◆ **What you need to do**:
[1] In the Carson Sink account, which range separates the Carson and Humboldt drainages?
[2] Can you carry on the Carson Sink account, starting after its last sentence?

◆ **Selected extract**:

★ ★ ★ ★

The Carson Sink is the terminal basin of the Carson River, draining from the Sierra into western Nevada. The sink is also, at times, the terminus of the Humboldt River; in years of high winter precipitation, the combined flows can result in an expansive, shallow lake in the typically barren sink. And yet, even in dry times, the Stillwater Marshes — a National Wildlife Refuge — reach into the basin at the delta of the Carson River. The life-giving and ever-changing wetlands have been the homeland of North Paiute people and communities for millennia; the still are.
Although the sink is relatively close to home, I have spent more time in the surrounding ranges and valleys than I have looking into the vast desert basin. I am beginning to take a closer look at the landforms, their timing and process, of this distal basin and an overland journey and geo-recce was in order. A pre-holiday storm dominated the forecast, so there could not be a better time for this trip.
Darren — my brother — and I turned off Highway 95 and onto the dirt track on the northern margin of the sink, along the toe slopes of the West Humboldt Range which separates the Carson and Humboldt drainages. The blue sky seemed to hide any evidence of the coming storm. Our traverse took us across desert fans where dusty badlands intersected the soft, effervescent playa of the former lakebed. We were alone and would be for the next few days.
We set camp south of Chocolate Butte on a series of bars and berms formed when Pleistocene-age, pluvial Lake Lahontan cut into the Buena Vista Hills. Our perch provided an overlook of the western sink with Lone Rock, a buried volcanic plug that protrudes from the playa, rising like a beacon. The landform, so significant to the Paiute people, captured our attention with sunset and at sunrise following.
The snow came in the night. Hearing the quiet that sometimes hints at morning fog, I looked out of the camper to see three inches of new snowfall. The desert landscape was now a white expanse, a few dark hills standing in relief. We wandered the old lake strands and berms under dramatic clouds with fog-laden breaks underneath.

★ ★ ★ ★

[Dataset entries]
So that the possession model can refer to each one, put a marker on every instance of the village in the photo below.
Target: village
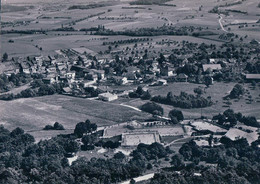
(118, 91)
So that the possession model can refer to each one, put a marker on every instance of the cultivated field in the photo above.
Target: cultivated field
(216, 91)
(33, 114)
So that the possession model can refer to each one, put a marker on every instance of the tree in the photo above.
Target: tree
(176, 114)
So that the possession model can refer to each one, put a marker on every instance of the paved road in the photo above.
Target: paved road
(221, 25)
(140, 178)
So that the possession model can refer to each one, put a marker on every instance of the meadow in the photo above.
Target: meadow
(216, 91)
(32, 114)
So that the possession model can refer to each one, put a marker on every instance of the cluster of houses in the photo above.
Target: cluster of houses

★ ★ ★ ★

◆ **Answers per task**:
[1] The West Humboldt Range.

[2]
The squalls seemed to be breaking up by mid-morning. Under clearing skies we made some breakfast on the skottle, re-loaded our coffee, and secured camp for the day. It had been many years since I had traversed the western bajada of the Stillwater Mountains — the bajada formed of numerous alluvial fans emanating from the many canyons along the mountain front. The coalesced fans form a two-tiered apron below the mountain and lead to a sand dune that piles and re-piles along the margin of the playa. Wind transports sand, momentarily paused in the dune-form, but water is the sand’s source. The delta is downwind where the river, mostly the Carson, sometimes the Walker, and maybe, though long ago, the Truckee, delivered sand to the fluctuating lake. The conveyor is still operating, but it has been running on little energy since the Pleistocene. Southerly winds, with the occasional redirection of a north-westerly storm pulse, push the sand to the valley margins. Starving for sediment, the dunes are now their own sand source, with new parabolic racers leaving exposed dune-core badlands in relief. Traversing the high sand faces and walking quietly through the skeletal-core, we soon encroach the playa expanse.
Our second night is long and cold. The darkness of the Winter Solstice is almost upon us; nightfall is early and we pass the long hours of the evening with a camp dinner and a quiet fire. The Geminids meteor shower teases disappointingly, so we share stories and plans for the new year — ways to make the most of our time in the pandemic. Outback travel continues to seed hope and heal with a bit of distraction.
A second storm approaches on Sunday morning. We pack camp and continue southward; today entering the east side of the Stillwater Marshes so that we can cross the delta from east to west before once again hitting the highway. Rain squalls come and go as we traverse the silt dunes of the North Road and finally venture into recent snow-cover at Papoose Lake.
I will have several field seasons of work coming in the geography of the Carson Sink. This refresher overland re-set my thinking and provided a new foundation for investigating the open space surrounding that vast playa.